Ziel. Übertrage den Satz „Nüchtern betrachtet ist Long Island von der Größe Mallorcas.“ aus dem Text über den Ausflug nach Long Island ins Englische.

___ Text

Früh brechen wir mit Liane bei strahlendem Wetter zu einem Ausflug nach Long Island auf. Wir verlassen die Stadt mit dem Leihwagen in Richtung Osten mit Ziel Montauk Point am äußersten Ostzipfel der Halbinsel. Ein Weg, der immerhin drei Stunden dauert. Nüchtern betrachtet ist Long Island von der Größe Mallorcas. Vom geologischen Standpunkt ist es eine eiszeitliche Moräne mit viel sandig, lockerem Boden und einer sagenhaften maximalen Erhebung von 10 Metern über NN.

Assoziativ weckt die Halbinsel viele Vorstellungen und Vorurteile in uns: als Insel der Schönen, Reichen und des weißen Geldadels oder als Eldorado der VIPS, gut dotierter Künstler, Stars und der Halbwelt. Natürlich gibt es die dort, aber wir wollen uns ja nicht den Tag verderben und gönnen ihnen das schöne Fleckchen Erde. In Suffolk County gibt es auch noch ganz normale Leute, Gärtner, Fischer, Händler, Gastwirte etc.

Für uns Gymnasiasten der 70er Jahre gehörte Max Frischs autobiografische Erzählung „Montauk“ von 1975 zur Pflichtlektüre. Bei unserem Besuch suchen wir diese nicht zu greifende Melancholie oder melancholische Natürlichkeit Frischs, deren Echo noch heute in unseren Ohren klingt. Beim Wiederlesen des schmalen Taschenbuchs nach Jahrzehnten fällt mir am meisten die Bemühtheit Frischs auf, alles zu beschreiben, nur nicht seine Gefühle. Aber die drängen sich einem hier mächtig auf. In der Art: „Oh, Gott, ich könnte wirklich frei sein.“ Mit den Windstößen, die über das flache Land wehen, fliegen Erinnerungsfetzen an unser Leben jenseits des Atlantiks auch an uns vorbei… Ja, Frisch war mächtig in diese zierliche Lynn verknallt, mit der er auf Long Island ein Wochenende verbrachte. Zumindest war er scharf auf sie – aber er tut die ganze Zeit betulich und neutral – der Lügner. Auf den ersten Seiten beschreibt er einen Spaziergang am Strand, auf dem er hinter ihr geht: „Es gibt nicht nur Äste, die über den Pfad hängen, so dass man sich bücken muss; ab und zu liegt auch ein dürrer Ast auf dem Boden, dann hüpft sie darüber. Sie ist sehr schlank, nicht knochig. Ihre Bluejeans sind bis zu den Waden gekrempelt; ihr kleines Gesäß in der knappen Hose, die sie ohne Gürtel trägt, und in der Seitentasche steckt ein Kamm. Sie ist nicht größer und nicht kleiner als er, aber leichter. Ihr Haar, wenn sie es offen trägt, reicht bis zu den Hüften; jetzt hat sie es hochgeknotet, ein roter Roßschwanz, der beim Gehen pendelt. Da auf den Pfad zu achten …“

Frisch war wenigstens ein ganzes Wochenende dort, wir verbrachten nur „a day in the Hamptons“ wie die Einheimischen bescheiden aber andeutungsschwanger zu sagen pflegen.

______
___ Datenauszug

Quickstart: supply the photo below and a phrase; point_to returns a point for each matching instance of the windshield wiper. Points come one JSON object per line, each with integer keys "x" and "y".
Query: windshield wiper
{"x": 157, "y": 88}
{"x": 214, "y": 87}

______

Vollständige Ausgabe. Viewed soberly, Long Island is the size of Mallorca.